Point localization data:
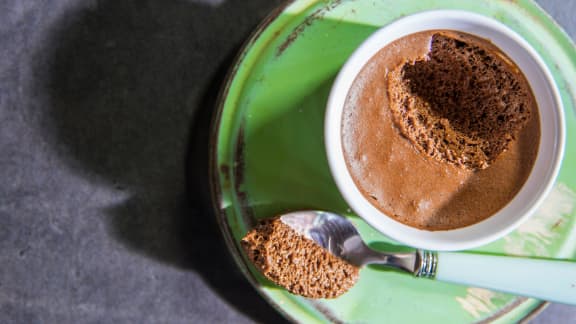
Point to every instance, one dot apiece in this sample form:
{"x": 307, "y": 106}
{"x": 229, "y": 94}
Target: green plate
{"x": 268, "y": 156}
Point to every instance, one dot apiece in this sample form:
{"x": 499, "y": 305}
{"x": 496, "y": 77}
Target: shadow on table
{"x": 132, "y": 87}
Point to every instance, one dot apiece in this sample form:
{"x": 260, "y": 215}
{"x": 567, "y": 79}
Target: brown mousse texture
{"x": 461, "y": 104}
{"x": 296, "y": 263}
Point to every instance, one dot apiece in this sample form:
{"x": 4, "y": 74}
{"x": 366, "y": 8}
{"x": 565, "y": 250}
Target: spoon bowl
{"x": 338, "y": 236}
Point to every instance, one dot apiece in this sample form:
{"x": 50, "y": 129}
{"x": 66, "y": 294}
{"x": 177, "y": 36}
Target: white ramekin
{"x": 550, "y": 152}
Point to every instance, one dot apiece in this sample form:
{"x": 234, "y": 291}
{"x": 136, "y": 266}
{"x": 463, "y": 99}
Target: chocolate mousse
{"x": 297, "y": 263}
{"x": 440, "y": 130}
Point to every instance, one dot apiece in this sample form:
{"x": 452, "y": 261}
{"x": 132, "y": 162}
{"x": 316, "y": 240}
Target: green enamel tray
{"x": 268, "y": 157}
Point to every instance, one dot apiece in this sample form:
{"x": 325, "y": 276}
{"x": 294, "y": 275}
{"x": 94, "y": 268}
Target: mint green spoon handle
{"x": 551, "y": 280}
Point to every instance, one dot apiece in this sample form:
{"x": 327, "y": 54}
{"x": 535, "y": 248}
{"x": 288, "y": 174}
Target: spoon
{"x": 552, "y": 280}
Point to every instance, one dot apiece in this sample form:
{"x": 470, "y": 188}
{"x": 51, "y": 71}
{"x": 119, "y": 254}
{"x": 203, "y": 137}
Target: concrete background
{"x": 104, "y": 110}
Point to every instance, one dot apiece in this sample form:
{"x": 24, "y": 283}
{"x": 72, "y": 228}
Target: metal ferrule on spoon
{"x": 509, "y": 274}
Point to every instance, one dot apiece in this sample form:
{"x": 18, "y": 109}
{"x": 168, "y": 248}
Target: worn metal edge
{"x": 213, "y": 168}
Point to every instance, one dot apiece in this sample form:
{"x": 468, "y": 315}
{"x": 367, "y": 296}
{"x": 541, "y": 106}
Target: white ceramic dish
{"x": 550, "y": 150}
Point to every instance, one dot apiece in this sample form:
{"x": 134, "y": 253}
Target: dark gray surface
{"x": 104, "y": 110}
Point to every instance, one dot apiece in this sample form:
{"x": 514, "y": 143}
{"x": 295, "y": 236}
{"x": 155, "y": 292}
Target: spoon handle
{"x": 551, "y": 280}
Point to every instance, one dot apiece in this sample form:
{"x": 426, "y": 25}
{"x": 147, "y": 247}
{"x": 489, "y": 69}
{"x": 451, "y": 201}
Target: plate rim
{"x": 215, "y": 178}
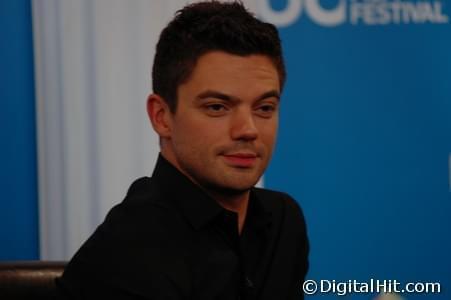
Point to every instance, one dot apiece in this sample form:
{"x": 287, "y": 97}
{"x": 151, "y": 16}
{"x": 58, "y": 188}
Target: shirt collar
{"x": 195, "y": 204}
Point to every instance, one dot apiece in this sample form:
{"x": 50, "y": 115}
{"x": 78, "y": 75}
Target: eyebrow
{"x": 219, "y": 95}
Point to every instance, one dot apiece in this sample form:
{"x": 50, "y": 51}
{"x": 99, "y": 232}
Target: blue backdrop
{"x": 18, "y": 198}
{"x": 365, "y": 140}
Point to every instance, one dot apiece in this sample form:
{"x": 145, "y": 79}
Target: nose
{"x": 243, "y": 126}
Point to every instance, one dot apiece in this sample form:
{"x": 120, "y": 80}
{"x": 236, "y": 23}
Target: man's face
{"x": 224, "y": 129}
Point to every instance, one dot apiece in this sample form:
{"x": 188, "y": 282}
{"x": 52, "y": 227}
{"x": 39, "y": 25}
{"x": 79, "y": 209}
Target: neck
{"x": 237, "y": 203}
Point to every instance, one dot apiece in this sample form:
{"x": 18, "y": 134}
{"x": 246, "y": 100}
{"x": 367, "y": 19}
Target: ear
{"x": 159, "y": 115}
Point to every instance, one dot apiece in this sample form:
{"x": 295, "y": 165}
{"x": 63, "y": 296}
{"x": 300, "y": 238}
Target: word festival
{"x": 356, "y": 12}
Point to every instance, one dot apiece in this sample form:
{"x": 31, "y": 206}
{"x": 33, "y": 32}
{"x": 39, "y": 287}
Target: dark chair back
{"x": 29, "y": 279}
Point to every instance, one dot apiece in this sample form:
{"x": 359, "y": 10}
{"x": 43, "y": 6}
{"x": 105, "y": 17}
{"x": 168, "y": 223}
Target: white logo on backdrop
{"x": 356, "y": 12}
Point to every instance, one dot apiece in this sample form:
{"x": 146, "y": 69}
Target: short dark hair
{"x": 208, "y": 26}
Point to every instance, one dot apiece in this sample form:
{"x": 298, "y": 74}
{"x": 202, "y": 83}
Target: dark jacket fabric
{"x": 169, "y": 240}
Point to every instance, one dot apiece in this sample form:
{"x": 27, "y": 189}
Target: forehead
{"x": 229, "y": 72}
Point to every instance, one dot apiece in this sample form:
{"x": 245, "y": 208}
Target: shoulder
{"x": 275, "y": 200}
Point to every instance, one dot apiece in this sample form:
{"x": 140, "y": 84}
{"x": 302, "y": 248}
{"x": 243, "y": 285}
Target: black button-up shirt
{"x": 169, "y": 240}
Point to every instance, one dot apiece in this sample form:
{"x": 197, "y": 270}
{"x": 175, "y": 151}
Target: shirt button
{"x": 249, "y": 283}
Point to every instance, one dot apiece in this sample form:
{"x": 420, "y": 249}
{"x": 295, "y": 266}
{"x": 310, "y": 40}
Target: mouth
{"x": 240, "y": 159}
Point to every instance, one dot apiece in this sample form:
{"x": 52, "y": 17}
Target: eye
{"x": 216, "y": 107}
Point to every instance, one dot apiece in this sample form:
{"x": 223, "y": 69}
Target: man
{"x": 198, "y": 229}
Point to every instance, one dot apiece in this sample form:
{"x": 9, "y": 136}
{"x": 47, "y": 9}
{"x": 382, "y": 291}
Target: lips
{"x": 241, "y": 160}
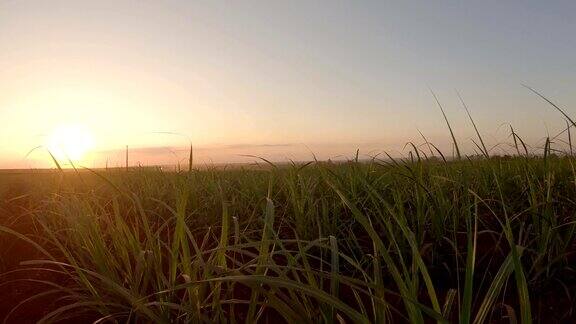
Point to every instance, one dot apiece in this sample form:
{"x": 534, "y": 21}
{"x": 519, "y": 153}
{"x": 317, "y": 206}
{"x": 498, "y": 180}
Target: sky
{"x": 277, "y": 79}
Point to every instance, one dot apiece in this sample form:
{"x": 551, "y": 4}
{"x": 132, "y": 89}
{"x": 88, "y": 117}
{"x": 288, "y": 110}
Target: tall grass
{"x": 396, "y": 240}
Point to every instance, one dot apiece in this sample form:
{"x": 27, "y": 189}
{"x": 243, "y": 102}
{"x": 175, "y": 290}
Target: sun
{"x": 70, "y": 142}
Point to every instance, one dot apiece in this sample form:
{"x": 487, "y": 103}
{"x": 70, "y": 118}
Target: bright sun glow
{"x": 70, "y": 142}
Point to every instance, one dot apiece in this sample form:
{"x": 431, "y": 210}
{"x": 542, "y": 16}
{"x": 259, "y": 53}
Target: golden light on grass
{"x": 70, "y": 142}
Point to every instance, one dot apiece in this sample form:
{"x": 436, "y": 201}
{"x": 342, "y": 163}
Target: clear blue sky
{"x": 278, "y": 78}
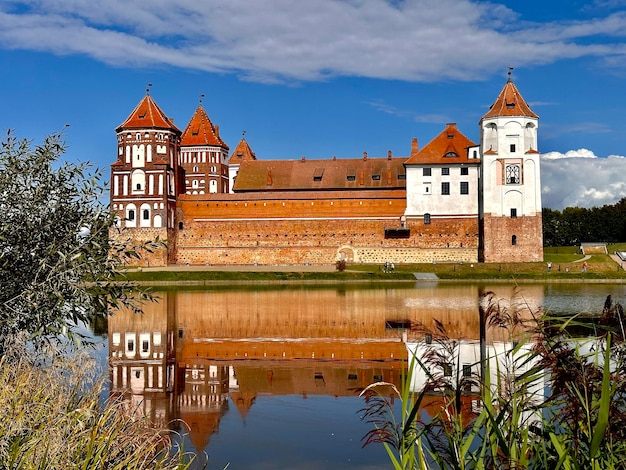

§ **What this task involves**
Once the pictures are removed, repeat all of the data above exactly.

§ **Finished exercise**
Point to every instance, one dot apiece in this sample form:
{"x": 307, "y": 106}
{"x": 229, "y": 94}
Target: green plate
{"x": 268, "y": 156}
Point to every instance, one dot apiece in this sample form:
{"x": 499, "y": 305}
{"x": 496, "y": 77}
Target: shadow on table
{"x": 132, "y": 87}
Point to every instance, one dot apiece in this sample form:
{"x": 260, "y": 215}
{"x": 567, "y": 79}
Target: brown mousse texture
{"x": 461, "y": 104}
{"x": 296, "y": 263}
Point to every instance, one dot apiece in this sample form:
{"x": 4, "y": 74}
{"x": 366, "y": 8}
{"x": 565, "y": 250}
Target: spoon bowl
{"x": 338, "y": 236}
Point to every instance, one dot apiece in this sample form:
{"x": 50, "y": 129}
{"x": 66, "y": 294}
{"x": 177, "y": 36}
Target: white ramekin
{"x": 550, "y": 152}
Point to every instance, one dot apiece in this sample form:
{"x": 234, "y": 291}
{"x": 136, "y": 266}
{"x": 463, "y": 99}
Target: chocolate mousse
{"x": 297, "y": 263}
{"x": 440, "y": 130}
Point to every instance, one dot apiece in this sample form:
{"x": 452, "y": 261}
{"x": 132, "y": 162}
{"x": 316, "y": 240}
Target: green enamel tray
{"x": 268, "y": 157}
Point to every instance, one dot apiece in this sample form:
{"x": 325, "y": 276}
{"x": 294, "y": 275}
{"x": 94, "y": 268}
Target: mint green spoon handle
{"x": 551, "y": 280}
Point to every instance, one dot apiece in this sample form:
{"x": 327, "y": 54}
{"x": 535, "y": 248}
{"x": 288, "y": 174}
Target: spoon
{"x": 552, "y": 280}
Point to every instance, one dot apiece in this sample form:
{"x": 470, "y": 188}
{"x": 51, "y": 71}
{"x": 119, "y": 254}
{"x": 203, "y": 137}
Target: concrete background
{"x": 104, "y": 110}
Point to every instance, one dot apiece in this sample form:
{"x": 24, "y": 283}
{"x": 72, "y": 228}
Target: metal ferrule on spoon
{"x": 509, "y": 274}
Point to every instance, one dot apiece in this sample form:
{"x": 18, "y": 109}
{"x": 168, "y": 248}
Target: worn metal edge
{"x": 213, "y": 168}
Point to every instance, one dot apiece in this sample form:
{"x": 468, "y": 315}
{"x": 367, "y": 296}
{"x": 541, "y": 106}
Target: white ceramic dish
{"x": 550, "y": 150}
Point to every instance, one dot apiece in this sample form:
{"x": 134, "y": 253}
Target: dark gray surface
{"x": 104, "y": 110}
Point to every instance, one dot apiece in this sample form:
{"x": 514, "y": 143}
{"x": 295, "y": 236}
{"x": 155, "y": 292}
Target: spoon handle
{"x": 551, "y": 280}
Point to every instance, one dot apiece in this sample form:
{"x": 426, "y": 25}
{"x": 147, "y": 247}
{"x": 489, "y": 69}
{"x": 451, "y": 201}
Target: plate rim
{"x": 215, "y": 178}
Point to every instance, one dot apiece in this sample form:
{"x": 287, "y": 97}
{"x": 151, "y": 16}
{"x": 58, "y": 188}
Target: shirt collar
{"x": 195, "y": 204}
Point to every instance, one dot apiece in this sample form:
{"x": 50, "y": 115}
{"x": 78, "y": 75}
Target: eyebrow
{"x": 219, "y": 95}
Point to every instance, one dot apiece in this sample form:
{"x": 50, "y": 51}
{"x": 99, "y": 232}
Target: blue backdrop
{"x": 18, "y": 198}
{"x": 365, "y": 140}
Point to every instance, one dot apiece in this sample form:
{"x": 145, "y": 79}
Target: nose
{"x": 243, "y": 126}
Point to every instance, one dot apiece in this sample form:
{"x": 120, "y": 80}
{"x": 236, "y": 23}
Target: man's face
{"x": 224, "y": 129}
Point to every instance, one dot apiece in this sample form:
{"x": 188, "y": 282}
{"x": 52, "y": 227}
{"x": 39, "y": 25}
{"x": 79, "y": 209}
Target: neck
{"x": 237, "y": 203}
Point to every instance, one dot apiece in this sample form:
{"x": 18, "y": 134}
{"x": 246, "y": 100}
{"x": 367, "y": 19}
Target: ear
{"x": 159, "y": 115}
Point to every instance, one dot apiece in this sample form:
{"x": 295, "y": 165}
{"x": 63, "y": 296}
{"x": 300, "y": 238}
Target: word festival
{"x": 356, "y": 12}
Point to every instance, one dot apiece in this sample form:
{"x": 31, "y": 206}
{"x": 33, "y": 32}
{"x": 39, "y": 287}
Target: dark chair back
{"x": 29, "y": 279}
Point to every instance, one dot apiece in this sample form:
{"x": 359, "y": 10}
{"x": 43, "y": 6}
{"x": 105, "y": 17}
{"x": 168, "y": 223}
Target: white logo on backdrop
{"x": 356, "y": 12}
Point to every instance, one dot apiece in this sample form:
{"x": 146, "y": 69}
Target: short dark hair
{"x": 208, "y": 26}
Point to every instance, one dot apiece in this sample form:
{"x": 298, "y": 74}
{"x": 202, "y": 83}
Target: dark jacket fabric
{"x": 169, "y": 240}
Point to every instance, one dot apiece in this sample form:
{"x": 27, "y": 189}
Target: forehead
{"x": 229, "y": 72}
Point to every instance, one dot apiece in this sample form:
{"x": 245, "y": 208}
Target: shoulder
{"x": 275, "y": 200}
Point to every instance, one dot apiece in this sample form:
{"x": 140, "y": 84}
{"x": 302, "y": 248}
{"x": 243, "y": 285}
Target: black button-up shirt
{"x": 169, "y": 240}
Point to every instance, one dot apiece in this sample form:
{"x": 197, "y": 270}
{"x": 175, "y": 151}
Target: shirt button
{"x": 249, "y": 283}
Point to every instance, one dot apiece in this sample form:
{"x": 420, "y": 249}
{"x": 295, "y": 266}
{"x": 310, "y": 40}
Target: mouth
{"x": 240, "y": 159}
Point to every instance, one dot apiece in this sample form:
{"x": 52, "y": 17}
Target: eye
{"x": 216, "y": 107}
Point to every instance, one dot apiece in this sample form:
{"x": 223, "y": 69}
Target: man
{"x": 198, "y": 229}
Point to every instance, one dot apiece in this sample form:
{"x": 9, "y": 136}
{"x": 47, "y": 9}
{"x": 382, "y": 291}
Target: lips
{"x": 241, "y": 160}
Point to every instance, one dot apiece in this sample form:
{"x": 534, "y": 21}
{"x": 519, "y": 153}
{"x": 317, "y": 206}
{"x": 498, "y": 180}
Target: sky
{"x": 277, "y": 79}
Point to every instance, one dot apiece in this sample form:
{"x": 551, "y": 4}
{"x": 132, "y": 89}
{"x": 88, "y": 117}
{"x": 288, "y": 110}
Target: tall grass
{"x": 396, "y": 240}
Point to every instance, one dot apiece in this sample form:
{"x": 27, "y": 189}
{"x": 243, "y": 102}
{"x": 175, "y": 290}
Target: sun
{"x": 70, "y": 142}
Point to every instance, one dot apiece in this sample form:
{"x": 487, "y": 103}
{"x": 70, "y": 118}
Target: bright sun glow
{"x": 70, "y": 142}
Point to every instance, one dot apiece in this sample form:
{"x": 431, "y": 210}
{"x": 542, "y": 16}
{"x": 259, "y": 53}
Target: golden light on grass
{"x": 70, "y": 142}
Point to every instance, one dot apiece in this sample form:
{"x": 436, "y": 201}
{"x": 342, "y": 163}
Target: clear blue sky
{"x": 278, "y": 78}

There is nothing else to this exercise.